• ЗАДАНИЕ 1:
Как называется отель, к которому Лейла ведет рассказчика в отрывке о Пальмире?

• ИЗБРАННЫЙ ОТРЫВОК:
Лейла ведет меня мимо захоронений в виде башен, высоко торчащих из песка, к скромному отелю на краю большого поля развалин. Конечно же, он называется «Зенобия». Перед отелем уже стоит несколько машин, среди них машина с номером западноевропейского посольства. Мы садимся на античную колонну, лежащую перед отелем, пьем кока-колу и наслаждаемся панорамой всего города, которая начинается храмом Ваала, продолжается улицей с колоннами и кончается у средневековой арабской крепости. Эта впечатляющая картина мне уже знакома: я видел городище с самолета во время полета в Мари.

— Кажется, здесь еще интереснее, чем в Баальбеке, — говорю я Лейле, но мое замечание ей не нравится.

— Баальбек? — бросает она пренебрежительно и продолжает: — Это скопище претенциозных храмов и престижных построек. А Пальмира — это великий город.

Она произносит это так, словно она — сама Зенобия, показывающая гостям столицу своего царства. Я сразу же сдаюсь — не хочется спорить после всего, что я слышал о воинствующей царице, и осведомляюсь о следующем пункте нашего «наступления».

Ахмед предлагает объехать территорию на машине: все-таки это как-никак, а километров шесть. Я чувствую на себе критический взгляд Лейлы и решительно протестую против предложения Ахмеда. Он пристрастен к комфорту. Я за то, чтобы идти пешком.

По пути к руинам Лейла рассказывает историю города. Абсолютно точно известно, что уже в III тысячелетии до н. э. Пальмиру населяли семитские племена. Место это упоминается в ассирийской табличке начала IT тысячелетия до н. э., а также в табличке, найденной на территории Мари. Тогда оно называлось так же, как строящееся сейчас поселение неподалеку от древнего города, — Тадмор. Более тысячи лет отсутствовали какие-либо упоминания об этом городе, затем он снова всплывает во времена ранних ассирийских завоевателей. Тогда здесь жили арамеи. Они вместе с арабами и пришедшими сюда через тысячу лет римлянами образовали ядро населения.

Антоний, которому нужны были деньги для его супруги Клеопатры, а также для борьбы с Октавианом (Августом), вскоре после 40 года до н. э. разграбил город. Хотя в качестве буфера между Римом и парфянами город в последующие годы оставался формально самостоятельным (он не был включен в римскую провинцию Сирия), при Тиберии, преемнике Августа, он должен был платить подать и получил название Пальмира — город пальм.

• ПОКАЗАННЫЕ СТРОКИ:
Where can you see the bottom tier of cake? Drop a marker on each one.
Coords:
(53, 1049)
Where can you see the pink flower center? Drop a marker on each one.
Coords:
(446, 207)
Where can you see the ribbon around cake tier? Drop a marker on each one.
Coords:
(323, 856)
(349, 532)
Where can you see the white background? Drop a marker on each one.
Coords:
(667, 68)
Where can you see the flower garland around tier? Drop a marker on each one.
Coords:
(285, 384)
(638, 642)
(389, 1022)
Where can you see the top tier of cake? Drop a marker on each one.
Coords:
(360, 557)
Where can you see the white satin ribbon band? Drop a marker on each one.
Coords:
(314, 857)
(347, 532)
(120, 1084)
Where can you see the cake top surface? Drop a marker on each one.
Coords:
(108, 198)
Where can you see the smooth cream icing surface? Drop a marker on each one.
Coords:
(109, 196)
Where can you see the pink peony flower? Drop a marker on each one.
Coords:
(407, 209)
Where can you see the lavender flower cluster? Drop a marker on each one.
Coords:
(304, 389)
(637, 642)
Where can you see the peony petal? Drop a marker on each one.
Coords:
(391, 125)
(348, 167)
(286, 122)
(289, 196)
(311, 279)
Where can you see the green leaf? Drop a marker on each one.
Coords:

• ЗАДАНИЕ 2:
В строках от той, где стоит «Where can you see the lavender», до последней строки включительно замените «Coords» на «Points», оставив все остальное без изменений. Приведите только эти строки.

• ПОЛНОЕ РЕШЕНИЕ 1:
«Зенобия».

• ПОЛНОЕ РЕШЕНИЕ 2:
Where can you see the lavender flower cluster? Drop a marker on each one.
Points:
(304, 389)
(637, 642)
Where can you see the peony petal? Drop a marker on each one.
Points:
(391, 125)
(348, 167)
(286, 122)
(289, 196)
(311, 279)
Where can you see the green leaf? Drop a marker on each one.
Points:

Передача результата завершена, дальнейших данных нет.